Aim of the task: Put every line of the records below into a JSON list of strings, one string per line, skipping blank lines and leaving out the pictures.

Supplied records:
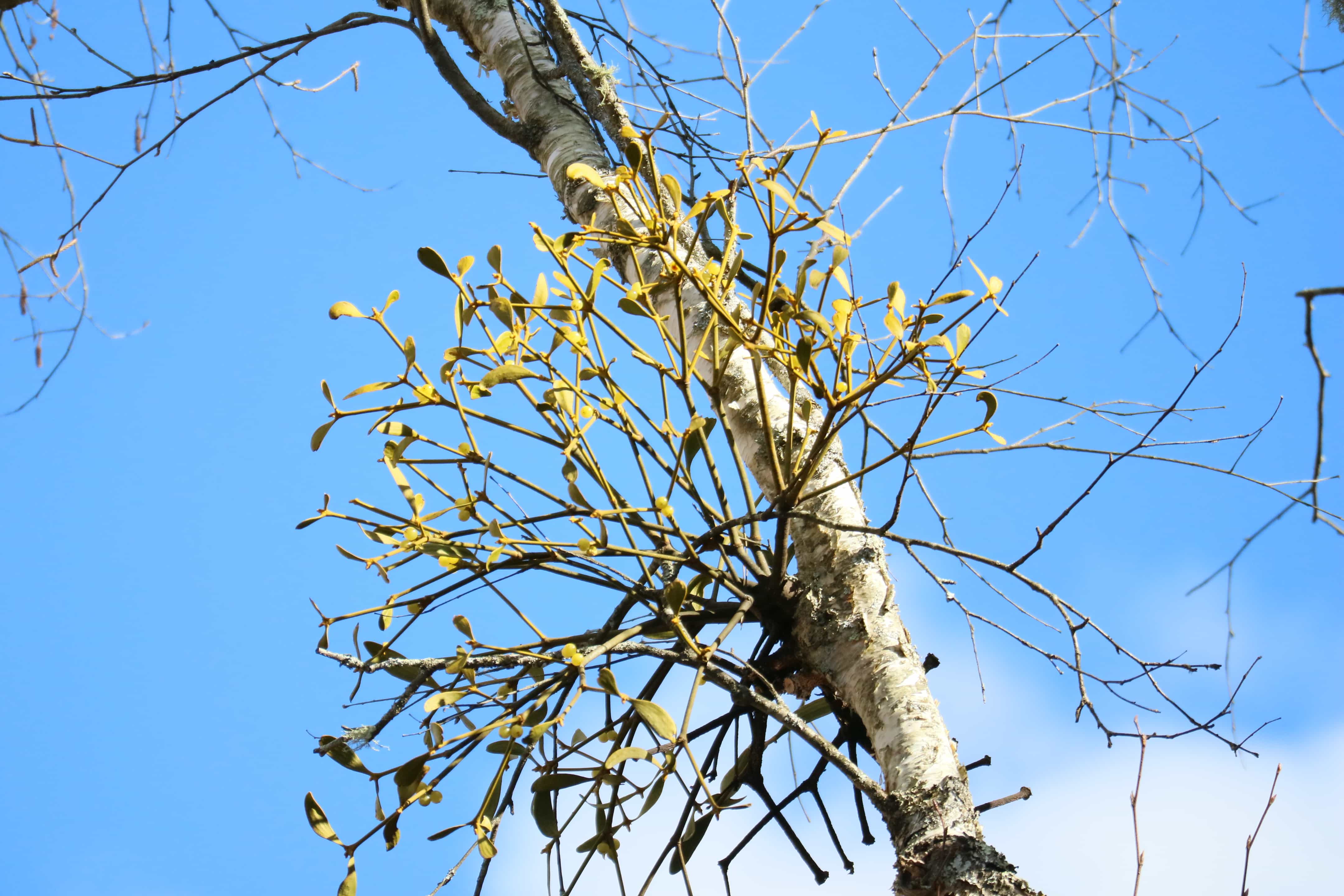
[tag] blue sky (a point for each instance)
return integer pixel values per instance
(162, 686)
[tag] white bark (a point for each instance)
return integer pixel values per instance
(847, 625)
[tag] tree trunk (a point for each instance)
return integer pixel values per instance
(846, 623)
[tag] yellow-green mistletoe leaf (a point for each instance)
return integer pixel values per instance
(656, 718)
(318, 820)
(345, 310)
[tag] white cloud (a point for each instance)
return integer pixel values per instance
(1076, 836)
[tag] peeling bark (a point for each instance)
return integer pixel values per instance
(846, 623)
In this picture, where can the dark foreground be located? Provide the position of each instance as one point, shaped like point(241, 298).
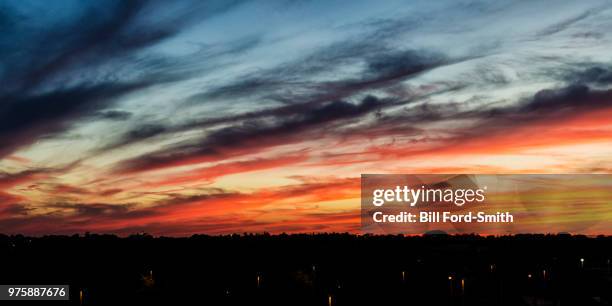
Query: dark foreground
point(340, 269)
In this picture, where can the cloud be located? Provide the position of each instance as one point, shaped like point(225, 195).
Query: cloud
point(251, 136)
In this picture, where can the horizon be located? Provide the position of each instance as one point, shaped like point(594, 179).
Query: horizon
point(177, 118)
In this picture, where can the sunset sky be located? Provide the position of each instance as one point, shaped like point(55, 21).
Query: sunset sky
point(216, 117)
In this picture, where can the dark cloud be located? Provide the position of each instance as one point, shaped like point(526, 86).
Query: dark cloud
point(24, 119)
point(251, 136)
point(596, 75)
point(113, 115)
point(57, 73)
point(92, 209)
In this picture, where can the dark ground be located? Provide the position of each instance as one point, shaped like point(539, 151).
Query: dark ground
point(311, 269)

Solution to the exercise:
[
  "[tag] blue sky (a point for each instance)",
  "return integer pixel values per instance",
  "(162, 686)",
  "[tag] white bark (a point for each instance)",
  "return integer pixel values per instance",
  "(847, 625)",
  "[tag] tree trunk (a point for each instance)",
  "return integer pixel values per instance",
  "(846, 623)",
  "[tag] yellow-green mistletoe leaf (a point for each instance)",
  "return integer pixel values per instance",
  "(656, 718)",
  "(318, 820)",
  "(345, 310)",
  "[tag] white cloud (a point for each instance)",
  "return integer pixel values per instance",
  "(1076, 836)",
  "[tag] peeling bark (a point for each instance)",
  "return integer pixel values per instance",
  "(846, 623)",
  "In this picture, where can the dark foreground be located? Provide the position of each instance as one point, shaped like point(241, 298).",
  "Query: dark foreground",
  "point(340, 269)",
  "In this picture, where can the cloud be located? Provide the position of each instance as one point, shaped like point(225, 195).",
  "Query: cloud",
  "point(251, 136)",
  "In this picture, where can the horizon be located? Provide the position of each instance as one point, shaped like point(594, 179).",
  "Query: horizon",
  "point(177, 118)",
  "In this picture, where can the sunset sky be located? Provide the position of each instance as one point, shaped like point(55, 21).",
  "Query: sunset sky",
  "point(216, 117)",
  "In this picture, where can the dark cloud be located? Provide the position of each instance as one point, shaped like point(526, 86).",
  "Query: dark cloud",
  "point(24, 119)",
  "point(251, 136)",
  "point(596, 75)",
  "point(113, 115)",
  "point(57, 73)",
  "point(92, 209)",
  "In this picture, where can the dark ground be located? Provide the position of each instance as one point, shaped like point(539, 151).",
  "Query: dark ground",
  "point(311, 269)"
]